___ DATASET EXTRACT
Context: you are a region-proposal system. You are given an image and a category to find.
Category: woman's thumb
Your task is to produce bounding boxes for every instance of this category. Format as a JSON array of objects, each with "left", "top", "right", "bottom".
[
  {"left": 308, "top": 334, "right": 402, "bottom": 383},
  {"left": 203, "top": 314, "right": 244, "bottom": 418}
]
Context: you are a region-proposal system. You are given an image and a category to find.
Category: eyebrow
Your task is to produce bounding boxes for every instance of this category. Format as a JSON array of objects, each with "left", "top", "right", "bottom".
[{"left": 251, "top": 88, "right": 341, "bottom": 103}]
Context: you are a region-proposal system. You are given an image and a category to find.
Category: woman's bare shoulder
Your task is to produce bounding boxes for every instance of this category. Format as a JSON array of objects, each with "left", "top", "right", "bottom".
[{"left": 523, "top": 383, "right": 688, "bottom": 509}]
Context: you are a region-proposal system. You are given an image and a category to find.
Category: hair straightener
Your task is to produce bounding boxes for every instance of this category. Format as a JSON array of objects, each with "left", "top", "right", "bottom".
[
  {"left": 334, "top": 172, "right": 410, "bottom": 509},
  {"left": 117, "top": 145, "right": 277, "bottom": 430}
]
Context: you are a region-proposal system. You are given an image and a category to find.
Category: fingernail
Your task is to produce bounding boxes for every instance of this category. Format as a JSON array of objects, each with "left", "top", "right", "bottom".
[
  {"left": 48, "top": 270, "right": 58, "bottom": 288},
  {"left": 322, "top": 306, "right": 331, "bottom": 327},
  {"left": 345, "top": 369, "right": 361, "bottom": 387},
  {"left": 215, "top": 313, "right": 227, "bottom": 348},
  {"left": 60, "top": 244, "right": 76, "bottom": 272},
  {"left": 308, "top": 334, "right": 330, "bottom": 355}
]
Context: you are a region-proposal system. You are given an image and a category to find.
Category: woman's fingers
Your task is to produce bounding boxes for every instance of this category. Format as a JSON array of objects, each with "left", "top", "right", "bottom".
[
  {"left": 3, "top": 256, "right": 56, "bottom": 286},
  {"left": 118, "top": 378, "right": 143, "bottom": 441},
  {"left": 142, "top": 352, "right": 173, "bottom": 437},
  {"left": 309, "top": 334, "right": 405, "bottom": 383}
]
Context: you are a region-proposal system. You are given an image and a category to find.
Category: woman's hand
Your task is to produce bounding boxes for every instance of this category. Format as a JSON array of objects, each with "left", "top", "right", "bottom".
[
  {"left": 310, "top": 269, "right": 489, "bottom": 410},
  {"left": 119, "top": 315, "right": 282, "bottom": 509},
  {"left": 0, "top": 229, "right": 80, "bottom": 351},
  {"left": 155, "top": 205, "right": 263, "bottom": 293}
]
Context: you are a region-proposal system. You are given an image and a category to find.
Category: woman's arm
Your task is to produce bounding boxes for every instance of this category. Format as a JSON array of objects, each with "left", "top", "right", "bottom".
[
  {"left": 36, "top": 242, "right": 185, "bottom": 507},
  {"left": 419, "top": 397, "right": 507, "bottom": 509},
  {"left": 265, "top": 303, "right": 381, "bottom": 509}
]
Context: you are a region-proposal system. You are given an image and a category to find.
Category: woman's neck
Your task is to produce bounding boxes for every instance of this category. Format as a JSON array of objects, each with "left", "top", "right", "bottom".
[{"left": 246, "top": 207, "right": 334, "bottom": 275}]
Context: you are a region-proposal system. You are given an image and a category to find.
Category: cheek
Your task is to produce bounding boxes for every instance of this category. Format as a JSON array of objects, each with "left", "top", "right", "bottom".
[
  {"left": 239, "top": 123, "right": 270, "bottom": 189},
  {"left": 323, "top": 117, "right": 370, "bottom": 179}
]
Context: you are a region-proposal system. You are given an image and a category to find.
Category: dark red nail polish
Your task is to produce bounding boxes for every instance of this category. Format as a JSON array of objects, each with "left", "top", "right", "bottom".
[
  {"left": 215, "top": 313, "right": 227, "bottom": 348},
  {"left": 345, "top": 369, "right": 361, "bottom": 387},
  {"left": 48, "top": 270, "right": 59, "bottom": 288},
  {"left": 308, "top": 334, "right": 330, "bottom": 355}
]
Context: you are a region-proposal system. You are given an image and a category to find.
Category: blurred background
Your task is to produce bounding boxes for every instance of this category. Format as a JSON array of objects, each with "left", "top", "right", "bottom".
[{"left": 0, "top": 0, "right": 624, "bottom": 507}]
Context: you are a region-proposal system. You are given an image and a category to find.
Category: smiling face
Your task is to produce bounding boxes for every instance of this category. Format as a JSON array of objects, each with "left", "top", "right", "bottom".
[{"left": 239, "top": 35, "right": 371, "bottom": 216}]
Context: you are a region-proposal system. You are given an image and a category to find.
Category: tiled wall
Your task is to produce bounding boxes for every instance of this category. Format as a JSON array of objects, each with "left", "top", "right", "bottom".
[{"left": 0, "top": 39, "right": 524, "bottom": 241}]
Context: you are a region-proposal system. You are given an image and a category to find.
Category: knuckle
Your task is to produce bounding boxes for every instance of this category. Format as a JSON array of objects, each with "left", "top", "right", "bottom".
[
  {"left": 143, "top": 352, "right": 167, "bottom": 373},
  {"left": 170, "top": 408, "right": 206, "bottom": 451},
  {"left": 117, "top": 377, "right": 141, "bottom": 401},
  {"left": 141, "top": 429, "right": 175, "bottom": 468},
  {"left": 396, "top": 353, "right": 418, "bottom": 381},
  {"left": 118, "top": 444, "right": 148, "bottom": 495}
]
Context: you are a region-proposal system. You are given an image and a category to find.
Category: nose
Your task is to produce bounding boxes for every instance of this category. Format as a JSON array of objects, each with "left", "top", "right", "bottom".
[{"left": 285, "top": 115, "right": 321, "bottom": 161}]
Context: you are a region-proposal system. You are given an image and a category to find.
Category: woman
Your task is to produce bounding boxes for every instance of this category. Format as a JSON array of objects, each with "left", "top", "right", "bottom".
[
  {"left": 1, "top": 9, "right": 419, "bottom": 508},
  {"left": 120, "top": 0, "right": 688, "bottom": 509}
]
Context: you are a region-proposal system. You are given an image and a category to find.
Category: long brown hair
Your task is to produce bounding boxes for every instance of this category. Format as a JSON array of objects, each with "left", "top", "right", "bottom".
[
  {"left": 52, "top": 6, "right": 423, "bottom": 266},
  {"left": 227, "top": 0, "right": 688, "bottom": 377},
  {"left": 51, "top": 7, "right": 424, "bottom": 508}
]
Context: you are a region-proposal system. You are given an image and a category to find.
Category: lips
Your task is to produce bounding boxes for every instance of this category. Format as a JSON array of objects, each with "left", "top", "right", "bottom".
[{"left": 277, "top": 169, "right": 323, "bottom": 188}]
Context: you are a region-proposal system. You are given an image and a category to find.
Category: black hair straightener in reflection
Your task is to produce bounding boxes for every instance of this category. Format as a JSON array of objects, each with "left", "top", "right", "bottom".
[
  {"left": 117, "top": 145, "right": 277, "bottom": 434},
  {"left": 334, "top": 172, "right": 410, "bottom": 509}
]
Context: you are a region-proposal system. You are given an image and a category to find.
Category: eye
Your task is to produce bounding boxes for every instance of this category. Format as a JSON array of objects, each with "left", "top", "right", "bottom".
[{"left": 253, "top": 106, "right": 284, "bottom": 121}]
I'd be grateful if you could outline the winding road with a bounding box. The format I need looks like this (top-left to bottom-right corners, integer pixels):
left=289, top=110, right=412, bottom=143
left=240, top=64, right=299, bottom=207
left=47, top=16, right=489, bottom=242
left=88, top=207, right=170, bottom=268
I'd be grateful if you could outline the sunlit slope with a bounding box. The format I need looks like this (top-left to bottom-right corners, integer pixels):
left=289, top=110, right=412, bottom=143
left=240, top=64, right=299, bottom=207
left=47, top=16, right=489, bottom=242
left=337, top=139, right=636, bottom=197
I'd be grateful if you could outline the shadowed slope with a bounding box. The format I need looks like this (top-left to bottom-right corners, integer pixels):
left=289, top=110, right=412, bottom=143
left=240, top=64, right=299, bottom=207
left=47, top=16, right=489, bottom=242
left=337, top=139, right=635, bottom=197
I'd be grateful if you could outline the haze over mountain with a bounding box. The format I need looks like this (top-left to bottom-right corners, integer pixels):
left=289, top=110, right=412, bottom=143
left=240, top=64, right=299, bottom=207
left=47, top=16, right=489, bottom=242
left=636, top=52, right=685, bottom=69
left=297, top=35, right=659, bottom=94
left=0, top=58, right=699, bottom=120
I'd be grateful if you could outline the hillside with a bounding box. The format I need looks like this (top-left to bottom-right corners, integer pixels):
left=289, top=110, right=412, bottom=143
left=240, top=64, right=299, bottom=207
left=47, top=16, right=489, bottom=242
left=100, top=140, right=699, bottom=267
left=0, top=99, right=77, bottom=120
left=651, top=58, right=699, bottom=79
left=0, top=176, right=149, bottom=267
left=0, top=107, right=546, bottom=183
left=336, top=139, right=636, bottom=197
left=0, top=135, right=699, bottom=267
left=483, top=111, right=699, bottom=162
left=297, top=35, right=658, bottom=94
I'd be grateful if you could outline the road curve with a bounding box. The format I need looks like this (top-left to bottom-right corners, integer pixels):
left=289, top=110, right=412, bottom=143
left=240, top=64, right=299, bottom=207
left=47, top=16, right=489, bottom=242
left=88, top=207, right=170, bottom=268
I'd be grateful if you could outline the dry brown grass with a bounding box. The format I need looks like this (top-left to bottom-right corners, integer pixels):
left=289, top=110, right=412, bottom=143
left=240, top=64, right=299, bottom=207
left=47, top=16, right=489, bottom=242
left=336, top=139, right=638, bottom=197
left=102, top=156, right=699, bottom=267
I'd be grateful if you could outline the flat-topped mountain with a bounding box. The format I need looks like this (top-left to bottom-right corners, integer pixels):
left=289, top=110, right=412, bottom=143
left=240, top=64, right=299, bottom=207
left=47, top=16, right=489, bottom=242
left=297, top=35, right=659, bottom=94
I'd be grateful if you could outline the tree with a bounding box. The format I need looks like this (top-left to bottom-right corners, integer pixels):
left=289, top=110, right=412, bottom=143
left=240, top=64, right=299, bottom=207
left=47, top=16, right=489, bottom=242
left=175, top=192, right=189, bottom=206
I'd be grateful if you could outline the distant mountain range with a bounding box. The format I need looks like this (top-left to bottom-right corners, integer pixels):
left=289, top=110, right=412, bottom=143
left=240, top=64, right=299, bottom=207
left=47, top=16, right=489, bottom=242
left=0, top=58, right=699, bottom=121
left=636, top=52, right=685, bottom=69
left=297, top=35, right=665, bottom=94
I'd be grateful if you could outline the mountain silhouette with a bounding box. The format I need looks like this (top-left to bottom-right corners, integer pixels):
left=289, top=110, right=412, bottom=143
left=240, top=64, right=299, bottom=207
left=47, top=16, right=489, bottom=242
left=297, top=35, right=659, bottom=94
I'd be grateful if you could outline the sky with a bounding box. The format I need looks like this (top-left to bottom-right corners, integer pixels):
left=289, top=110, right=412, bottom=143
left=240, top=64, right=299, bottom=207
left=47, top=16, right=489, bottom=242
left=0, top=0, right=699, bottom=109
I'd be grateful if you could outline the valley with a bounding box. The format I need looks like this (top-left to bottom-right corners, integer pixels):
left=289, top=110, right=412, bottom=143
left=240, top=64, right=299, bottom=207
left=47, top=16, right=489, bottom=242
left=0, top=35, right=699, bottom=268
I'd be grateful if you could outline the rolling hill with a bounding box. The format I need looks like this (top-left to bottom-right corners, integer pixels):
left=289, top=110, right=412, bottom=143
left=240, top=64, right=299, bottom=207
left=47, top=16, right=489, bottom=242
______
TO BE DONE: Rewrite only the items from the line containing "I'd be grateful if you could outline the shadowed" through the line containing "left=0, top=58, right=699, bottom=120", changing "outline" to "mark" and leaving everything else as it is.

TASK OUTPUT:
I'd be grateful if you could mark the shadowed slope with a bounding box. The format I need looks like this (top-left to bottom-right corners, integer pixels):
left=289, top=110, right=412, bottom=143
left=240, top=64, right=299, bottom=207
left=47, top=16, right=489, bottom=242
left=337, top=139, right=635, bottom=197
I'd be grateful if you could mark the haze over mountain with a bounding box. The format I need looks like this (top-left to bottom-right corners, integer pixels):
left=289, top=110, right=412, bottom=143
left=240, top=64, right=299, bottom=207
left=47, top=16, right=489, bottom=242
left=636, top=52, right=685, bottom=69
left=297, top=35, right=659, bottom=94
left=0, top=58, right=699, bottom=120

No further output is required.